The exercise:
Carry the blog text below, about unexpectedly running into friends around North Hollywood, further from its last sentence.
───── Passage given
The  reason which compelled me to write has to do with the sources journalists employ for their work, not just in print but in all media. I have come to believe that many of them are leaning very heavily on the occult in order to learn the most compelling information that graces their work. It's an unfortunate truth that much of what one would most like to know about a person is deep inside their mind, and the layman has no means of unlocking it. The layman, of course, has not attended journalism school, where they have ways of seeing inside minds, hearts and souls all. I wonder indeed at this gift which allows them to casually report the inner workings of a subject's very cerebrum.

Wednesday, August 11, 2010

Bump And Run

When you go out of the house, you go with the expectation of being alone or with people. In my life, it has generally been my experience that when I start out alone, that doesn't change by surprise. I guess that's mainly been due to a dearth of friends on my part. There was not no one to bump into exactly, but so few that it didn't really happen. I have often run into strangers, but there's nothing remarkable about that. It can't really be said that you're "bumping into" someone you don't know. What's happened now, though, is that the numbers of those who I know are making rapid gains against those who I don't know. More interesting still is how highly concentrated many of them are in my own neighborhood. It makes for some rather startling moments.

Few friends live up where I do in North Hollywood. Even so, that seems to be where many unexpected encounters happen. Numerous times I have run across several particular friends while patronizing my local lending library. There is one who for some time I have looked around for every time I go there, so often does she herself visit the library to avail herself of the free wireless internet. Now there are a few others who I may hear calling my name as I walk towards the building or away from it. As I said, it's an incredible shock to my system. I still don't expect it to happen, because I see even my friends existing on another plane given that they drive and I don't. It's like they flit around high in the air above me, often near but still always far. Thus, to see them while out and about is like seeing one's clergyman at a bar or some such thing.
──────────
───── Supplied material
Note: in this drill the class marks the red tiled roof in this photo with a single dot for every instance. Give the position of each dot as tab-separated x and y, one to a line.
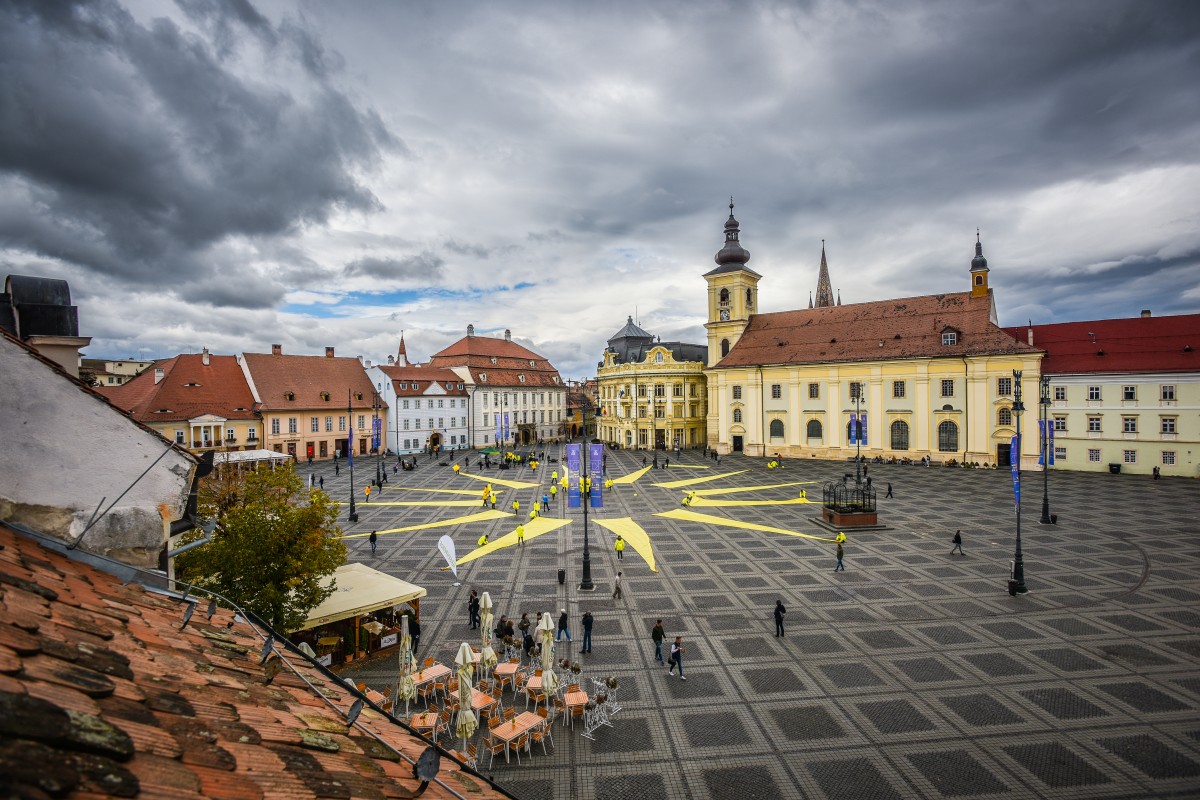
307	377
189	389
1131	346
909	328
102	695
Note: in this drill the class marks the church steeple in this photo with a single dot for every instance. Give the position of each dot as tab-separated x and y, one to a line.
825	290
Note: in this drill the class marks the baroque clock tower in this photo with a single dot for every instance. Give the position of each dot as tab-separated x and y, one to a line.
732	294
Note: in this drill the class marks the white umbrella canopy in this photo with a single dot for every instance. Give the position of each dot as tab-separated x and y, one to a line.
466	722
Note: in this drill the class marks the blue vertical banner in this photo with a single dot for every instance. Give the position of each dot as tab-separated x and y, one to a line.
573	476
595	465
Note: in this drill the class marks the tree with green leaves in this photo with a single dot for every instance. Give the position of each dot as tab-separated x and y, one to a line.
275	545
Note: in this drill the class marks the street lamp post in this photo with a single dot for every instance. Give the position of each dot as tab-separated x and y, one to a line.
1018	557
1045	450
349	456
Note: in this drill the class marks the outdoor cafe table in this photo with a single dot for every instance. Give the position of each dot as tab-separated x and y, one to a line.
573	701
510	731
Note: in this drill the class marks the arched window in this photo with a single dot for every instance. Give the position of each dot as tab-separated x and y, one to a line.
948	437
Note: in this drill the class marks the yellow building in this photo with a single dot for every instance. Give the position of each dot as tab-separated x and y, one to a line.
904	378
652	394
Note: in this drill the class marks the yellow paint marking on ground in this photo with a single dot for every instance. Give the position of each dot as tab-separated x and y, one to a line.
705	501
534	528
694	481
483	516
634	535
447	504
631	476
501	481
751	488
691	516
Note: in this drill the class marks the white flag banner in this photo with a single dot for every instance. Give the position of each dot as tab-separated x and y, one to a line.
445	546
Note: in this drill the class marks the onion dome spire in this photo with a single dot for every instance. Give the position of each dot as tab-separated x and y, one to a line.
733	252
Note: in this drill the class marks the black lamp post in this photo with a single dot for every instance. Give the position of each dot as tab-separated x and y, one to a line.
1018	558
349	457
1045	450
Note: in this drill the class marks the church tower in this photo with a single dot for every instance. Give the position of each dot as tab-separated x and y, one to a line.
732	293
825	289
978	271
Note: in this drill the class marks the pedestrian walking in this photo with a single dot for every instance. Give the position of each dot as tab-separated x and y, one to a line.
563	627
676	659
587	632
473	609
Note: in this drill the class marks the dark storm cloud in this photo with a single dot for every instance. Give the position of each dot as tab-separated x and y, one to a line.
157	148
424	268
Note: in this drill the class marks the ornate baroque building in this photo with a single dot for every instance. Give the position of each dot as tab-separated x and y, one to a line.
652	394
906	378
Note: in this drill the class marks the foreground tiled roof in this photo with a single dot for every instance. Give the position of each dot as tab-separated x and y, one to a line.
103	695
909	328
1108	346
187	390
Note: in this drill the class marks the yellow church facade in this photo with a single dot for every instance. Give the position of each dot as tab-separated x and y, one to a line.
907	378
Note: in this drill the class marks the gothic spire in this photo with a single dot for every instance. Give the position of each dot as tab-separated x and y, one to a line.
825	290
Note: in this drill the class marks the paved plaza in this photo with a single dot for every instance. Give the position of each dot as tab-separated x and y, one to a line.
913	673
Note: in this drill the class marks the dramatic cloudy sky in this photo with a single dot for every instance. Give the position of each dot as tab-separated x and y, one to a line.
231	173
──────────
Written response:
Tuesday, August 10, 2010

It's Nice To Be Nice

I wonder how readers would describe the tone of my writing. It might be said that couched in the eloquent, formal language that has my work rated at a middle school reading level is an irascible, bad-tempered quality. This general churlishness is at odds with my desires and best intentions. I'd like nothing more than to be entirely sunshine and rainbows. The closest I come to that is when I get very silly, and often my niceness isn't expressed in words because I'm recklessly dancing at the time. Let it never be said, however, that I don't appreciate the value of being nice. It's just that like fixing cars, I don't know very well how.

Smiling a lot helps. Someone who smiles by default is a long way towards being nice. I don't really do that. Smiling comes only if called out by something rather funny. It's something to work on as a performer, I guess. I suppose I look better to others when smiling, but when I smile in a mirror, all I see are the countless lines it makes in my face. Maybe it sounds silly, but I'm as concerned about getting older as anyone, and I don't like seeing those lines. I won't be getting operated on for them, but I don't like them. Not smiling makes the lines stay away. That's not a factor in my not smiling, but it is a plus. I guess I just have to trust in the value of smiling and hope that enough things come around to provoke it in me.

Monday, August 9, 2010

Do You Know The Way To Sherman Oaks?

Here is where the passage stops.